Ashley (deadly_desires) wrote in two_pack,
Ashley
deadly_desires
two_pack

I haven't posted anything in here in a long time... So i figured that I'd let you know that I'm still alive.. I just haven't felt compelled to share my morbid thoughts with the rest of the world...Do you understand what I'm trying to say?... Its like why bother trying to tell everyone what i'm feeling when all their going to do is just give me looks of pitty and call me crazy...

well neways.. A lot has happened since I last posted in here... For starters.. I'm beginning to think that there is something wrong with me.. Mainly because me and my ex-boyfriend broke up almost 2 months ago.. and yet I can't stop thinking about him... He's hurt me a lot over the last 10 months of our relationship.. yet I can't stop loving him.. and I don't know why... Its weird.. I have this constant of having him near me.. but yet.. when I do see him.. I have this pain in my chest.. and I feel like I'm about to cry... Sometimes I feel like he killed himself and I'm just left with all these unanswered questions.. which is basically what happened.. cuz he said that it was over and that I can never talk to him again... no reason... no excuse... just its over... So I don't know what I did wrong... and why he feels this way.. and it hurts alot...

Lately I've been feeling kinda empty... and being the stupid retard that I am.. I thought it might be because of the lack of sex that I've been having.. so I've been screwing guys left and right.. hoping that it would fill this void that I have... But as you can tell... my void hasn't been filled.. some might say that its emptier now.. then it was before...Its weird how when you have sex with someone you love... its meaningful.. and magical... but when you have sex with someone you don't know... its purely physical.. theres no meaning behind it.. its just sex... I guess I thought that I could feel the void with it.. but after the soreness wears away.. you end up feeling worser than when you started...
•••••
STATED GOAL: Quote the journal post from "I haven't posted" to "call me crazy...", inclusive. You won't need the rows that follow the journal post.

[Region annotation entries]
•••••
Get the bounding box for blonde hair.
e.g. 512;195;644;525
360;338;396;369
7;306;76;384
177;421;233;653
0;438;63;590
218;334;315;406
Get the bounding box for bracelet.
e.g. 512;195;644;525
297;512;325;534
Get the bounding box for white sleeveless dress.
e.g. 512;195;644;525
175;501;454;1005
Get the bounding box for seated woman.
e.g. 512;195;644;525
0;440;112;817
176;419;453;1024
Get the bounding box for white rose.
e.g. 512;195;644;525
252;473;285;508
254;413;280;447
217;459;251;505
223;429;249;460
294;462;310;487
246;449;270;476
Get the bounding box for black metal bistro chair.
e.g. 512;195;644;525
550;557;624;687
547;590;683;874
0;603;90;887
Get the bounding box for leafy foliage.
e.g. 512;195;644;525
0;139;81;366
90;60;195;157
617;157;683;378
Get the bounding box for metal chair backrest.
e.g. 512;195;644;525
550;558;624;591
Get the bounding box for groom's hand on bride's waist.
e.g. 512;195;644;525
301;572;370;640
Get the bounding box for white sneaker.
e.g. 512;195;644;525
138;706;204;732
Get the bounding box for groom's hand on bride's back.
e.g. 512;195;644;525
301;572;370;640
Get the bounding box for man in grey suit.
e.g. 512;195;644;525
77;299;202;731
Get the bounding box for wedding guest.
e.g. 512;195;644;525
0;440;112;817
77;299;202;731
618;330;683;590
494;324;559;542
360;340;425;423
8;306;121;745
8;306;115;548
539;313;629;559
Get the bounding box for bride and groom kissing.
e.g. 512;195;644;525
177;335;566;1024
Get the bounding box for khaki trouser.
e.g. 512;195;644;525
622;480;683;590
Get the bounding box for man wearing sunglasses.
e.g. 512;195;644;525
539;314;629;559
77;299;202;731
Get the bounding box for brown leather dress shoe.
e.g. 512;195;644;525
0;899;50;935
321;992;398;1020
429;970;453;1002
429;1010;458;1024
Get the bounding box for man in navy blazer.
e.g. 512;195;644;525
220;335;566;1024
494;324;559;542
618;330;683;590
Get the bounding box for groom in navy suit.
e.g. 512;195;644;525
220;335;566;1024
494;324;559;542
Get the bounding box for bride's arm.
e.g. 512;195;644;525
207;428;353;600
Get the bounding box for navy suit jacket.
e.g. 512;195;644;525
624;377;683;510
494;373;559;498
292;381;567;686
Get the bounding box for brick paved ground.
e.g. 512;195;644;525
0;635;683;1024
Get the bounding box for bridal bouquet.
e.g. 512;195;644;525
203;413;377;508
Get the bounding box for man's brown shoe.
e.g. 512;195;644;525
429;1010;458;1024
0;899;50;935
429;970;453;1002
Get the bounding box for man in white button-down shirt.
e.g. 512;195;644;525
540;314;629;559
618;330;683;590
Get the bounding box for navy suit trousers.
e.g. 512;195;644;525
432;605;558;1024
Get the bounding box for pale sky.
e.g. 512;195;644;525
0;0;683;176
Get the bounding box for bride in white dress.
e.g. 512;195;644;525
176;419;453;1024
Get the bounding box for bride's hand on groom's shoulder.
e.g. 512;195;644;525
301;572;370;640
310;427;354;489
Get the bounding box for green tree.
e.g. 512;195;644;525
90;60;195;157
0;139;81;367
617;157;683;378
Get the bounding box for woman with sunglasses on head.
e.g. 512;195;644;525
•••••
THE RESULT:
I haven't posted anything in here in a long time... So i figured that I'd let you know that I'm still alive.. I just haven't felt compelled to share my morbid thoughts with the rest of the world...Do you understand what I'm trying to say?... Its like why bother trying to tell everyone what i'm feeling when all their going to do is just give me looks of pitty and call me crazy...